L'un des objectifs phares de la Journée internationale
de la non-violence est de favoriser le dialogue interculturel et de faciliter
le vivre ensemble, au-delà de tout préjugé ou mythe lié à l'inconnu. Dans cette
optique, il semble d'autant plus important d'insister sur l'enrayement de
l'intolérance par l'éducation et l'information sur la culture, les traditions
et l'histoire de l'autre. Il peut s'agir de votre voisin-e, de votre
enseignant-e, de votre médecin ou de votre commis d'épicerie. Elles et ils
viennent de Madagascar, du Togo, de la Colombie ou d'Algérie. Leur accent est
mélodieux et la couleur de leur peau est peut-être celle du sable ou du soleil
; mais leur sourire provient du Québec, des gens qu'ils et elles y ont
rencontrés et des souvenirs qu'elles et ils y ont créés.
Certes, il reste encore un bon bout de chemin à faire,
mais en échangeant avec les gens qui m'entourent, j'ose espérer que le Québec
est sur la bonne voie. Favoriser l'intégration des néo-québécois-es est
important pour assurer le respect des autres cultures. Leur offrir des
opportunités d'emploi sans discrimination à compétences égales est crucial.

* **Consignes de l'exercice**
a - Traduisez en anglais cette phrase du texte proposé : « Favoriser l'intégration des néo-québécois-es est important pour assurer le respect des autres cultures. »
b - Dans le texte proposé, recopiez mot pour mot le passage qui va de « Certes, il reste » jusqu'à « égales est crucial. » inclus.

Lignes du jeu de données:
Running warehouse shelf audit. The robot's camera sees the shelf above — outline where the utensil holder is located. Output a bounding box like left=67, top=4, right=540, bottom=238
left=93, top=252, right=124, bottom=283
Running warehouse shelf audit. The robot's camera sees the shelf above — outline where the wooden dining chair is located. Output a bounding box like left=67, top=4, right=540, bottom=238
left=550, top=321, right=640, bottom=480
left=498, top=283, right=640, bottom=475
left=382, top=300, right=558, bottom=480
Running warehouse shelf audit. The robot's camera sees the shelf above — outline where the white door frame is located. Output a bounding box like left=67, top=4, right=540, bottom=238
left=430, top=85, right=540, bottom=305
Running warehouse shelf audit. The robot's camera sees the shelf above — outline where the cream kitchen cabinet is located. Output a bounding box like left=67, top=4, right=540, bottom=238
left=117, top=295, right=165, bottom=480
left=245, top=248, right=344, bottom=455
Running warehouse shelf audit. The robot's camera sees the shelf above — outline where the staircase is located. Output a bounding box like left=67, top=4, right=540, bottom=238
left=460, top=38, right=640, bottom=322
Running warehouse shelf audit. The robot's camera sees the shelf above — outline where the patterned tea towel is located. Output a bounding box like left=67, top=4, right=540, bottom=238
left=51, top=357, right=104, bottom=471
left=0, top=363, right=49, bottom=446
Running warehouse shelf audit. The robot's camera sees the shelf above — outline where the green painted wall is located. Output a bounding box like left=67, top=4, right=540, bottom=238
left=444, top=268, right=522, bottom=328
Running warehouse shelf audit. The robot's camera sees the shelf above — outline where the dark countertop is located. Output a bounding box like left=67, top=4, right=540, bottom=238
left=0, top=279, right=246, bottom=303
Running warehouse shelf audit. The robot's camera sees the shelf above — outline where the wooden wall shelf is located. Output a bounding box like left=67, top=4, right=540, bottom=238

* **Corrigé de l'exercice**
a - Promoting the integration of new Quebecers is important to ensure respect for other cultures.

b -
Certes, il reste encore un bon bout de chemin à faire,
mais en échangeant avec les gens qui m'entourent, j'ose espérer que le Québec
est sur la bonne voie. Favoriser l'intégration des néo-québécois-es est
important pour assurer le respect des autres cultures. Leur offrir des
opportunités d'emploi sans discrimination à compétences égales est crucial.